:: Selected extract ::

------------------------------------------------------------

I don’t think the arguments for gay marriage are biblically faithfully, logically persuasive, or good for human flourishing in the long run, but they are almost impossible to overcome with most Americans, especially in younger generations. By and large, people don’t support gay marriage because they’ve done a lot of reading and soul searching, just like people didn’t oppose it on high flying intellectual grounds either. For a long time, homosexuality seemed weird or gross. Now it seems normal. More than that, it fits in perfectly with the dominant themes and narratives shared in our culture. Gay marriage is the logical conclusion to a long argument, which means convincing people it’s a bad idea requires overturning some of our most cherished values and most powerful ideologies.

Think of all the ways gay marriage fits in with our cultural mood and assumptions.

1. It’s about progress. Linking the pro-gay agenda with civil rights and women’s rights was very intentional, and it was a masterstroke. To be against gay marriage, therefore, is to be against enlightenment and progress. It puts you on the “wrong side of history.” Of course, most people forget that lots of discarded ideas were once hailed as the inevitable march of progress. Just look at Communism or eugenics or phrenology or the Volt. But people aren’t interested in the complexities of history. We only know we don’t want to be like the nincompoops who thought the sun revolved around the earth and that slavery was okay.

2. It’s about love. When gay marriage is presented as nothing but the open embrace of human love, it’s hard to mount a defense. Who could possibly be against love? But hidden in this simple reasoning is the cultural assumption that sexual intercourse is necessarily the highest, and perhaps the only truly fulfilling, expression of love. It’s assumed that love is always self-affirming and never self-denying. It’s assumed that our loves never require redirection. Most damagingly, our culture (largely because of heterosexual sins) has come to understand marriage as nothing but the state sanctioning of romantic love. The propagation and rearing of children do not come into play. The role in incentivizing socially beneficial behavior is not in the public eye. People think of marriage as nothing more than the commitment (of whatever duration) which romantic couples make to each other.

3. It’s about rights. It’s not by accident the movement is called the gay rights movement. And I don’t deny that many gays and lesbians feel their fundamental human rights are at stake in the controversy over marriage. But the lofty talk of rights blurs an important distinction. Do consenting adults have the right to enter a contract of their choosing? It depends. Businesses don’t have a right to contract for collusion. Adults don’t have a right to enter into a contract that harms the public good. And even if you think these examples are beside the point, the fact remains that no law prohibits homosexuals (or any two adults) from making promises to each other, from holding a ceremony, from entering into a covenant with each other. The question is whether the government should bestow upon that contract the name of marriage with all the rights and privileges thereto.

------------------------------------------------------------

:: Data section ::
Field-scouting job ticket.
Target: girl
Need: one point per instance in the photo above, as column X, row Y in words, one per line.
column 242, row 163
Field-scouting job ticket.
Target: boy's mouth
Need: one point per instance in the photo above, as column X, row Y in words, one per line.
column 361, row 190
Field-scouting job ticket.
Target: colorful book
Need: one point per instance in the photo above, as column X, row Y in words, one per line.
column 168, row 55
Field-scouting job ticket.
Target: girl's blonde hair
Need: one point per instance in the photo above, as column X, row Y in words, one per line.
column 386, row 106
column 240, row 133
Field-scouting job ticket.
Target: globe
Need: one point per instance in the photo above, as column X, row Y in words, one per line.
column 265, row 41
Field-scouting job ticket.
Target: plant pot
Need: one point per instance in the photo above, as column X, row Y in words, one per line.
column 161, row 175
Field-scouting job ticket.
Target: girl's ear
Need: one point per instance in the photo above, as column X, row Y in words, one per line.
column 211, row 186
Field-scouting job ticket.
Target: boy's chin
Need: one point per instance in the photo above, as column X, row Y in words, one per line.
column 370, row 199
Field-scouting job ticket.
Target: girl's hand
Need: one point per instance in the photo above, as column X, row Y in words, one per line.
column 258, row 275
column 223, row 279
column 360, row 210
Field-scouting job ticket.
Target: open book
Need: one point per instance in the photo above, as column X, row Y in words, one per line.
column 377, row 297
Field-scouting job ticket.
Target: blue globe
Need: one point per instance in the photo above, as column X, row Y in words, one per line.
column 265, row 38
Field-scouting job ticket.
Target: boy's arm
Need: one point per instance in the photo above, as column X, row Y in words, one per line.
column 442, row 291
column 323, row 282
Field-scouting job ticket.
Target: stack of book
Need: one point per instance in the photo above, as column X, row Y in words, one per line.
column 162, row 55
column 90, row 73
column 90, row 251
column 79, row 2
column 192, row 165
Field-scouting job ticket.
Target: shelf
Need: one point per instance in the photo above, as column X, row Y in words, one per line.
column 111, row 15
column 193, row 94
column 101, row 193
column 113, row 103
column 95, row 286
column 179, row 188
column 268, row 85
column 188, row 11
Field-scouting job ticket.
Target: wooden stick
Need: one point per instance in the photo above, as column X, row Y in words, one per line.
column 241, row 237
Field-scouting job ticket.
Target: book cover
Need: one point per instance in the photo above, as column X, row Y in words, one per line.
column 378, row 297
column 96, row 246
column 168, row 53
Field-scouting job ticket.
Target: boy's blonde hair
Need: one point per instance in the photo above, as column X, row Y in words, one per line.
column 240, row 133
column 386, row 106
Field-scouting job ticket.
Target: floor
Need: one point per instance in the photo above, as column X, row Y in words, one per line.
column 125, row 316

------------------------------------------------------------

Answer these questions about the piece on gay marriage:
1. Which two movements does the piece say the pro-gay agenda was linked with?
2. In the point headed "It's about love," what does the piece say our culture has come to understand marriage as?
3. What does the piece say the movement is called?
This data comes from a separate source and isn't part of the text.

1. Civil rights and women's rights.
2. Nothing but the state sanctioning of romantic love.
3. The gay rights movement.